| Exercise task |
Rewrite the lines from the one containing "car park, the" through the last line, keeping the requests. Multiply every point coordinate in the answers by 2.05 and round each result to a whole number, with halves rounding up.

| Exercise input |
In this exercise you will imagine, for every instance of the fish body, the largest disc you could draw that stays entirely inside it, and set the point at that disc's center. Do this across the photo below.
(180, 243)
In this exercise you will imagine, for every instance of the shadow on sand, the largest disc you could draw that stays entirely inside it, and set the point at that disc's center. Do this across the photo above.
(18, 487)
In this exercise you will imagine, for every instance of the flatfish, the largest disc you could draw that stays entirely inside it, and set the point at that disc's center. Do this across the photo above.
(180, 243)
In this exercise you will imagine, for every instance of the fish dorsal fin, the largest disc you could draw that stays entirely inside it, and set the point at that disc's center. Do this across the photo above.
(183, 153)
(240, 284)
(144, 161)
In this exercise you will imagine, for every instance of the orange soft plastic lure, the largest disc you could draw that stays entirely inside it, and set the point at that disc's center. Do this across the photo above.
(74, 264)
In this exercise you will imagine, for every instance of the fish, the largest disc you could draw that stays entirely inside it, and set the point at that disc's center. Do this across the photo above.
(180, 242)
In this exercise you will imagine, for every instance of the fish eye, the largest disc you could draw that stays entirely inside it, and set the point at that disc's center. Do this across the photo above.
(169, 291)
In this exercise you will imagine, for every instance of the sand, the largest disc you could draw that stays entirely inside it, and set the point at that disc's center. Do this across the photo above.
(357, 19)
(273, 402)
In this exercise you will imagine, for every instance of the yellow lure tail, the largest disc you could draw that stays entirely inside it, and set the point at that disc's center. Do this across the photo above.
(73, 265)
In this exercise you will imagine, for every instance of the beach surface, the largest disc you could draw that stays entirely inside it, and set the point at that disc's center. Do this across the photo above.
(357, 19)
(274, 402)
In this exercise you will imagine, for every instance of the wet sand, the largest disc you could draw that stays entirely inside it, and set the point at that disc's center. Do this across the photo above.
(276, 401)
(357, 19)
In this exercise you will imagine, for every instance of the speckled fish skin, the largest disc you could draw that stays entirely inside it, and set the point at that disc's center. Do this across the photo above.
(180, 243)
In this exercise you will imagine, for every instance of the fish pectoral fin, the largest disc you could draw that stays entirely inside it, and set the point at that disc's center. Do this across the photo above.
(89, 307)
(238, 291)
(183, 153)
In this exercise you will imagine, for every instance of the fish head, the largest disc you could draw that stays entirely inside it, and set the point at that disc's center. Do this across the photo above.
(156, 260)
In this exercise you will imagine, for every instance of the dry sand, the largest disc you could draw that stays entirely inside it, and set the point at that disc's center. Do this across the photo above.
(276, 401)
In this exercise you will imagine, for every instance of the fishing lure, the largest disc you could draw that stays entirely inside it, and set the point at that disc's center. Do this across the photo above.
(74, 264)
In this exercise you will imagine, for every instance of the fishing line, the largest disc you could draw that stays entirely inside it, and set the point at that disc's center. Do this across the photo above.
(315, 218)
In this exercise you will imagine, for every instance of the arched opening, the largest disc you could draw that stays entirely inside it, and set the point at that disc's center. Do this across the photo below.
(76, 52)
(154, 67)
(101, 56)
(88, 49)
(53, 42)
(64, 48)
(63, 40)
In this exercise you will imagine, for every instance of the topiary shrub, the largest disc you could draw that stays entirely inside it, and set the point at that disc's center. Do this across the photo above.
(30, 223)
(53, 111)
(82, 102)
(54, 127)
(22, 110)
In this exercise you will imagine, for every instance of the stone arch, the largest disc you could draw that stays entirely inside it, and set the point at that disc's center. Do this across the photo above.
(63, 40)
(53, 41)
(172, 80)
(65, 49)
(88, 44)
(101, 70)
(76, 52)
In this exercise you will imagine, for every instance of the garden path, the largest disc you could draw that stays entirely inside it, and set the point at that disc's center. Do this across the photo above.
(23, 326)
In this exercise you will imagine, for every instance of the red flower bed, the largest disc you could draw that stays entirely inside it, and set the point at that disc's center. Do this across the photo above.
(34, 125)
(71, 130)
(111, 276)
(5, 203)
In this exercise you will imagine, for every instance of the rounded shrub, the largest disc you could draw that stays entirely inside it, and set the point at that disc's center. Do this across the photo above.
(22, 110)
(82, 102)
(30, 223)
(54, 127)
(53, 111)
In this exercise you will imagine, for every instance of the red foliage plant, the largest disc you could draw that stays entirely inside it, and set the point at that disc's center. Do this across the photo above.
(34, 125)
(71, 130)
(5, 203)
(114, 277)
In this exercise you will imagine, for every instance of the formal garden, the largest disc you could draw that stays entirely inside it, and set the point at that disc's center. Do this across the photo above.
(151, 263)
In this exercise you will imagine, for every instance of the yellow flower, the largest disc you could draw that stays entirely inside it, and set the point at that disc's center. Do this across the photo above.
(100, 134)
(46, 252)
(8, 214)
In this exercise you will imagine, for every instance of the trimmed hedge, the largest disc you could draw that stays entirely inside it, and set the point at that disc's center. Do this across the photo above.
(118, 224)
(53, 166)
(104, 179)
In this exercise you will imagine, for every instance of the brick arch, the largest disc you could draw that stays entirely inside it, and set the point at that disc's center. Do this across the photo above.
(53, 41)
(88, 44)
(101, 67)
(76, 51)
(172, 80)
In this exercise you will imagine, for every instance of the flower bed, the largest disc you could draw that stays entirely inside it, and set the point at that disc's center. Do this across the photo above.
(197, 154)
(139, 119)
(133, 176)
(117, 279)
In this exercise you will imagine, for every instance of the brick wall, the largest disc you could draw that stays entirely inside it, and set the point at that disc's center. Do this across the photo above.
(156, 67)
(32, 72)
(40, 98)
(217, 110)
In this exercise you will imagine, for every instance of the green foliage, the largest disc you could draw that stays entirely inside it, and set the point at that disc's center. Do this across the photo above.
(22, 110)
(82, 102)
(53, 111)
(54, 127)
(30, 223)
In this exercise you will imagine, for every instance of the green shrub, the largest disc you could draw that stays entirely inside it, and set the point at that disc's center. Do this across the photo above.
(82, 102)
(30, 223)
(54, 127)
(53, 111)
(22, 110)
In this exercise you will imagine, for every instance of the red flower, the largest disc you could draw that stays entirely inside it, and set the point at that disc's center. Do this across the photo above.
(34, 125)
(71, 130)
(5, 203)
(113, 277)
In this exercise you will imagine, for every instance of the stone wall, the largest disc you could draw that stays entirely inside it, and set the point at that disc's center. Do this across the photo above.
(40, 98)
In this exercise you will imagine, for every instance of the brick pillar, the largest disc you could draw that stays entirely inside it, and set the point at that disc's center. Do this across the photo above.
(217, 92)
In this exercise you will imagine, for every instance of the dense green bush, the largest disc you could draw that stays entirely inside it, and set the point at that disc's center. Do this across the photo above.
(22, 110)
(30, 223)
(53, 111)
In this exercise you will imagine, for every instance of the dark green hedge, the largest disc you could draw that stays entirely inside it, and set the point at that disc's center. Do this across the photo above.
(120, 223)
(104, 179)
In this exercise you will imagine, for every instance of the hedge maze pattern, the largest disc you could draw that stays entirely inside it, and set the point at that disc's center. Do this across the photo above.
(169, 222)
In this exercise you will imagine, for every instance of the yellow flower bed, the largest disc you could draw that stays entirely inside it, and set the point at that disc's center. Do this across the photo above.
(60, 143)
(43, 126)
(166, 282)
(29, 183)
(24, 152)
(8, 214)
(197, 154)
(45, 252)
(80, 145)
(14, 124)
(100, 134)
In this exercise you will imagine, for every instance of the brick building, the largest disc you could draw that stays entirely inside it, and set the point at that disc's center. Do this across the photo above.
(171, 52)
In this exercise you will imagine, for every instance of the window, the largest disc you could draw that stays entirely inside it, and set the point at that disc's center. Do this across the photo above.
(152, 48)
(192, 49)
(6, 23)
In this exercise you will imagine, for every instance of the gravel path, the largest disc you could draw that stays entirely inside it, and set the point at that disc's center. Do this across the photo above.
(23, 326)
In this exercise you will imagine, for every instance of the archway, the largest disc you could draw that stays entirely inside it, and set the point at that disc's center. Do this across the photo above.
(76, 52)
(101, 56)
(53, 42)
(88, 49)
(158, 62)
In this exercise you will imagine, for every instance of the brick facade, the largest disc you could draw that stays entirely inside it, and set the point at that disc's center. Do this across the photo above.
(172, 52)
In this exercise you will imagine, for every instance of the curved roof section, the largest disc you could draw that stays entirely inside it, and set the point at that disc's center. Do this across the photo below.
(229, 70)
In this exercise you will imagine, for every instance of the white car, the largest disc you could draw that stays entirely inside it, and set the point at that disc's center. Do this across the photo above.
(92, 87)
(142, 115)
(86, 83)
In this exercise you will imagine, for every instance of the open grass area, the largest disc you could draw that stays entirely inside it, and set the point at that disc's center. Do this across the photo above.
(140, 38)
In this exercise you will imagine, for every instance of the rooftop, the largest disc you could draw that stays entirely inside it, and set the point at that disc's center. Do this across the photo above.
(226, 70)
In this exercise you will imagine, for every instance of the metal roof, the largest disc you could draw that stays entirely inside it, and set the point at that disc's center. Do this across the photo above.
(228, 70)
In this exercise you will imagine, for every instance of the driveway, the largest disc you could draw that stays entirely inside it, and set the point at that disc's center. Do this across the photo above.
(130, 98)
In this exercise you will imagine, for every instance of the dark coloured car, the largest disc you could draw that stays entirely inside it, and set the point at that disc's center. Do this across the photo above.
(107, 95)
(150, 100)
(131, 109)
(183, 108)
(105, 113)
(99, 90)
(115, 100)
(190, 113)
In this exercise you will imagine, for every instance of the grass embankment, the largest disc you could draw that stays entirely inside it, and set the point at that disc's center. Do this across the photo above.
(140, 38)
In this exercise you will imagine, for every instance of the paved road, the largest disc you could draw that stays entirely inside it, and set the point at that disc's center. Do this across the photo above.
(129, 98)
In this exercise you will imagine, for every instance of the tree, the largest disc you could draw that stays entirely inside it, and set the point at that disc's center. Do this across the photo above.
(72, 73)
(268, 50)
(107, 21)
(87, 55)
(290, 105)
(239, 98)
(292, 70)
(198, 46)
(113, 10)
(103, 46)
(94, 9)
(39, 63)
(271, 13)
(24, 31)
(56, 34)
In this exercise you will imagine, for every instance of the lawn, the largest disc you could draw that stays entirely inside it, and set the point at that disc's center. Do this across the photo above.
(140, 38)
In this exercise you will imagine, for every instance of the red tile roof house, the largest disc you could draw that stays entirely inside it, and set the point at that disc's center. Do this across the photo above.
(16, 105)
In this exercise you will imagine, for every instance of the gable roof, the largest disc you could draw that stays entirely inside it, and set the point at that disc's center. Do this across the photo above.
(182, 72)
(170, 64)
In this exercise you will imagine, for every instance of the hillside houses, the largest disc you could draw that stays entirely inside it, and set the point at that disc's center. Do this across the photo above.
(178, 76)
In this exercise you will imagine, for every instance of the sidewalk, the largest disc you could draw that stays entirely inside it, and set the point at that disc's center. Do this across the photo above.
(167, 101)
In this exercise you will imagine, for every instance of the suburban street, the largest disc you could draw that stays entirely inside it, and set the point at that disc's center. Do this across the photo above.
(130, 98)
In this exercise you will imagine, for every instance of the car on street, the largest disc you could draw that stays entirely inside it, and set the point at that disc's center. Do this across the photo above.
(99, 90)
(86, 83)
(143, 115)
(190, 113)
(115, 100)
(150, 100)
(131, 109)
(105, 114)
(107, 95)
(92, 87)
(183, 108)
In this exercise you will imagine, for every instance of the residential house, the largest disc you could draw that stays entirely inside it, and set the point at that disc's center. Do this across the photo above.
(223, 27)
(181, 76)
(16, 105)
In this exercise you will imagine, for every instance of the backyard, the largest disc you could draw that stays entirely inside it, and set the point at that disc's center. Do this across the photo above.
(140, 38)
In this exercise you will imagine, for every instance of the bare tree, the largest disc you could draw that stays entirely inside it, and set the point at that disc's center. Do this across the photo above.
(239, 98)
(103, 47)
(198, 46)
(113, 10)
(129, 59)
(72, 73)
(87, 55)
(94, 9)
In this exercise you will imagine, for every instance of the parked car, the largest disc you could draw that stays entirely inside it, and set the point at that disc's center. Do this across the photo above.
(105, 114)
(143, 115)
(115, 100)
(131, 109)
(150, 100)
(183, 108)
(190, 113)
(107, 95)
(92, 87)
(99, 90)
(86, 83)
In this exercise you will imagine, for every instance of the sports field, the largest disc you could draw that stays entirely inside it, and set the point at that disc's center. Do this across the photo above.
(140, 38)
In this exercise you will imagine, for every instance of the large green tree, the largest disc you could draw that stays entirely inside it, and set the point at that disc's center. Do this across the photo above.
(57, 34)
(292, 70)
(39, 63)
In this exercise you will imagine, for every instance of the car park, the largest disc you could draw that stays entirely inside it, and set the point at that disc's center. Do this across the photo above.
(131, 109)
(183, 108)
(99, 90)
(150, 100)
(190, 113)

| Completed task |
In this exercise you will imagine, for every instance of the car park, the largest disc you could draw that stays entirely inside it, and set the point at that disc's center. Do this across the photo above.
(269, 223)
(375, 221)
(203, 185)
(308, 205)
(390, 232)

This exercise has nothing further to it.